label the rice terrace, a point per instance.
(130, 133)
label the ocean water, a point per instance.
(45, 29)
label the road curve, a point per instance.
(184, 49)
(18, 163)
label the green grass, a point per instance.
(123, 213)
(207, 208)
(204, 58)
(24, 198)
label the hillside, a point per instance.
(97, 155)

* * *

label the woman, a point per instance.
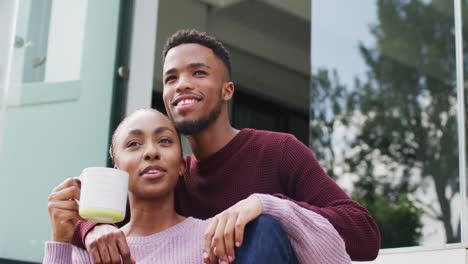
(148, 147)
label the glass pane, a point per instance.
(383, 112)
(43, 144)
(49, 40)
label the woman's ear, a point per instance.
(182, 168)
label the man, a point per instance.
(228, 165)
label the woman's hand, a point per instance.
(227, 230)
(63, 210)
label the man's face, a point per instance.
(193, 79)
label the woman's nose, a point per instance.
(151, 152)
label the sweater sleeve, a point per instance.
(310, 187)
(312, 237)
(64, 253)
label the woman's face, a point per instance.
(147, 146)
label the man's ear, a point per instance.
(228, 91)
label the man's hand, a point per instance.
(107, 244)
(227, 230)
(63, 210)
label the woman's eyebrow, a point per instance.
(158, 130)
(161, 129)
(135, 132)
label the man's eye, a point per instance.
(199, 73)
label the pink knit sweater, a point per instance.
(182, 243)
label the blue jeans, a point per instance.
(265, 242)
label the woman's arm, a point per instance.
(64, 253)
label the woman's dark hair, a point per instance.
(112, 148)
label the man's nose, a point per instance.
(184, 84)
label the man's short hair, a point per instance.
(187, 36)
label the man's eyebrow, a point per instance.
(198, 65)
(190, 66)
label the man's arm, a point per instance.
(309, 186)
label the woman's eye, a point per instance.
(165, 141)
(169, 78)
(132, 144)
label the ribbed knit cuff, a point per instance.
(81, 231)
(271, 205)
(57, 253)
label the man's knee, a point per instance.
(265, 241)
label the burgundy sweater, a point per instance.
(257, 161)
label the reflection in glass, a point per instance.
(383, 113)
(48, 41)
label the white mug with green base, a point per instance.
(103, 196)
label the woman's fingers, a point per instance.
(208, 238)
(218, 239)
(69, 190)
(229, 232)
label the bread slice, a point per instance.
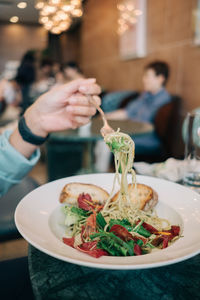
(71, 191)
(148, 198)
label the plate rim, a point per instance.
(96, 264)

▸ Exercise aim:
How many lines in the rows above contain the word "hair"? Give only the number.

▸ Exercise result:
2